Problem statement — Will you transcribe the entries that follow, exactly and in full?

(Data extracted from a collection)
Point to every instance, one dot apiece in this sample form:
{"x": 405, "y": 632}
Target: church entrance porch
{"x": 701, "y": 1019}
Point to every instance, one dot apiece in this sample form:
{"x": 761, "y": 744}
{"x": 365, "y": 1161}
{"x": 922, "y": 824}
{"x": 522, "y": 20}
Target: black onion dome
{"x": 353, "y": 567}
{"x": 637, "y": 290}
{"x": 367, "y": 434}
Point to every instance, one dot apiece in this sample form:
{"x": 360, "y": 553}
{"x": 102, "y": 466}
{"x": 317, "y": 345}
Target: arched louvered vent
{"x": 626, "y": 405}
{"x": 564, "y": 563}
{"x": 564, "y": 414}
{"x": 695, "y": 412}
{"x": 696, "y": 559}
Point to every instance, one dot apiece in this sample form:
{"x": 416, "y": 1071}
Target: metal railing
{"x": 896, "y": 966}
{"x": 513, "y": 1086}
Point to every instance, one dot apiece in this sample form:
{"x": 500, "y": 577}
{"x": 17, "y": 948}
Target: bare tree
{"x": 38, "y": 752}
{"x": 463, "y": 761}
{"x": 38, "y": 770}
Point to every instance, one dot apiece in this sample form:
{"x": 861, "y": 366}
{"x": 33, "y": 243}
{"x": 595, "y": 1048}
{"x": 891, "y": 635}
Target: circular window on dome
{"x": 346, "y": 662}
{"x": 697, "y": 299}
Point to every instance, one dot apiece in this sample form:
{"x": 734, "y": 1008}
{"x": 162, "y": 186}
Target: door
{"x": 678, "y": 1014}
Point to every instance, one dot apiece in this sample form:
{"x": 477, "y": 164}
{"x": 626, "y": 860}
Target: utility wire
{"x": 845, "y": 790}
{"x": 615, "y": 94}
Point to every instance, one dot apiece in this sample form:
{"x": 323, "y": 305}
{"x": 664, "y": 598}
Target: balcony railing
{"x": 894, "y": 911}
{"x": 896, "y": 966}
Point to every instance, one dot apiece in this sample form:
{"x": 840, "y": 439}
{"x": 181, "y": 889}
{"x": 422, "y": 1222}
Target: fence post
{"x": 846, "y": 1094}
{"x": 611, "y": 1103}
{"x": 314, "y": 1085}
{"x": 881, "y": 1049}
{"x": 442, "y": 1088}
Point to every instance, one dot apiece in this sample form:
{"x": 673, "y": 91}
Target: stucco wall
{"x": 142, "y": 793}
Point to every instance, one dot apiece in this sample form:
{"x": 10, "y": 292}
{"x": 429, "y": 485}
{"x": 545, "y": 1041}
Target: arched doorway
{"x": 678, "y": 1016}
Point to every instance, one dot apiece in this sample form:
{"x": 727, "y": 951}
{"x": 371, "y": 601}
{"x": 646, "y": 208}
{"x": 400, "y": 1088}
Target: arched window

Completed exercise —
Point to every instance, one dot apiece in this sample form:
{"x": 405, "y": 632}
Target: church entrance porch
{"x": 701, "y": 1019}
Point to every instance, one dot apiece in this sample form:
{"x": 761, "y": 744}
{"x": 365, "y": 1161}
{"x": 922, "y": 824}
{"x": 522, "y": 20}
Target: black onion dome
{"x": 353, "y": 567}
{"x": 637, "y": 290}
{"x": 367, "y": 434}
Point to every instance, one dot apiece in this sample form:
{"x": 360, "y": 553}
{"x": 102, "y": 466}
{"x": 317, "y": 345}
Target: arched louvered vent
{"x": 626, "y": 405}
{"x": 564, "y": 563}
{"x": 564, "y": 414}
{"x": 695, "y": 412}
{"x": 696, "y": 559}
Point to every instance, one dot apiece in this sample form:
{"x": 416, "y": 1071}
Target: metal railing
{"x": 896, "y": 966}
{"x": 513, "y": 1086}
Point to every instance, one dot apiece in this sample form:
{"x": 500, "y": 577}
{"x": 17, "y": 948}
Target: bare tree
{"x": 38, "y": 752}
{"x": 463, "y": 761}
{"x": 38, "y": 770}
Point to every instance, one dot apiece in this sample form:
{"x": 861, "y": 366}
{"x": 33, "y": 243}
{"x": 595, "y": 1048}
{"x": 891, "y": 635}
Target: circular window on dome
{"x": 346, "y": 662}
{"x": 697, "y": 299}
Point to every instance, one dot apiece in this sample form:
{"x": 734, "y": 1008}
{"x": 162, "y": 186}
Target: door
{"x": 678, "y": 1014}
Point to every instance, one dot apiece in this sample form:
{"x": 477, "y": 164}
{"x": 626, "y": 860}
Target: utility wire
{"x": 845, "y": 790}
{"x": 615, "y": 94}
Point to every instance, one dot apiece in this sample form:
{"x": 323, "y": 305}
{"x": 664, "y": 598}
Target: balcony railing
{"x": 894, "y": 911}
{"x": 896, "y": 966}
Point to every instance, one dot apiece in this sample form:
{"x": 840, "y": 439}
{"x": 181, "y": 889}
{"x": 422, "y": 1222}
Target: fence post
{"x": 846, "y": 1094}
{"x": 611, "y": 1103}
{"x": 314, "y": 1085}
{"x": 881, "y": 1049}
{"x": 442, "y": 1088}
Point to every instance, one dot apiece in this sample form:
{"x": 673, "y": 91}
Target: stucco wall
{"x": 142, "y": 793}
Point to every instance, one dot apiece in this sample form:
{"x": 10, "y": 292}
{"x": 429, "y": 485}
{"x": 545, "y": 1041}
Target: arched doorway
{"x": 678, "y": 1016}
Point to every instance, one dot apiece in this sample form:
{"x": 727, "y": 951}
{"x": 371, "y": 601}
{"x": 646, "y": 208}
{"x": 400, "y": 1088}
Target: arched window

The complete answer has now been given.